> _ZADANIE DO WYKONANIA 1_
Proszę przepisać poniższą recenzję w całości, słowo w słowo i bez jakichkolwiek zmian.
#####
[źródło] |
Zawsze mówi się „nie oceniaj książki po okładce”. Ale czy
jest to takie proste jak się wszystkim wydaje, chociaż nie raz wiele z nas
przekonało się że nieestetyczna oprawa skrywa treść o wiele ciekawsze, niż ta,
która błyszczy, jest wielokolorowa, i ma tłoczone litery. Albo ma ciekawe
zdjęcie. Niestety, coraz częściej się mylę i biorę do ręki książki, które mnie
nie interesują, są skierowane do innego grona odbiorców. Na Pragę nie wrócę było właśnie taką powieścią, którą czytałam dość
długi okres czasu, przerywając, aby zagłębić się w historię ciekawsze. Jednak
musicie przyznać, okładka jest przepiękna- przyciąga wzrok, jest troszeczkę
nostalgiczna intrygująca.
#####
> _ZADANIE DO WYKONANIA 2_
Proszę dokładnie odtworzyć wszystkie wpisy zamieszczone poniżej, pomijając w odpowiedzi obrazy.

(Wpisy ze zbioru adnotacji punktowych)
#####
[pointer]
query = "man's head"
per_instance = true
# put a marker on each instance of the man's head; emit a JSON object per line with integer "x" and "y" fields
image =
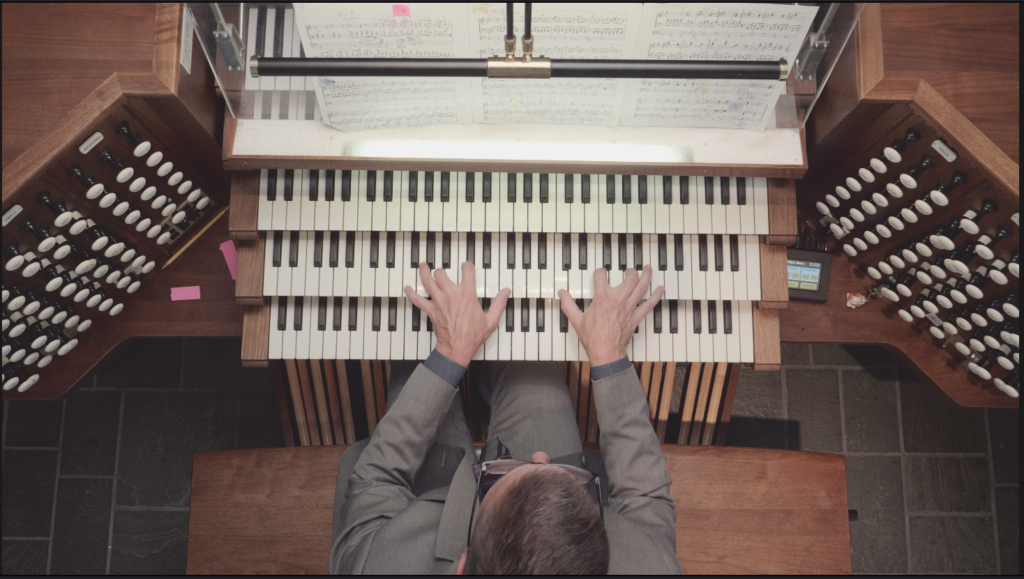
#####
> _ROZWIĄZANIE PISEMNE 1_
[źródło] |
Zawsze mówi się „nie oceniaj książki po okładce”. Ale czy
jest to takie proste jak się wszystkim wydaje, chociaż nie raz wiele z nas
przekonało się że nieestetyczna oprawa skrywa treść o wiele ciekawsze, niż ta,
która błyszczy, jest wielokolorowa, i ma tłoczone litery. Albo ma ciekawe
zdjęcie. Niestety, coraz częściej się mylę i biorę do ręki książki, które mnie
nie interesują, są skierowane do innego grona odbiorców. Na Pragę nie wrócę było właśnie taką powieścią, którą czytałam dość
długi okres czasu, przerywając, aby zagłębić się w historię ciekawsze. Jednak
musicie przyznać, okładka jest przepiękna- przyciąga wzrok, jest troszeczkę
nostalgiczna intrygująca.

> _ROZWIĄZANIE PISEMNE 2_
[pointer]
query = "man's head"
per_instance = true
# put a marker on each instance of the man's head; emit a JSON object per line with integer "x" and "y" fields
image =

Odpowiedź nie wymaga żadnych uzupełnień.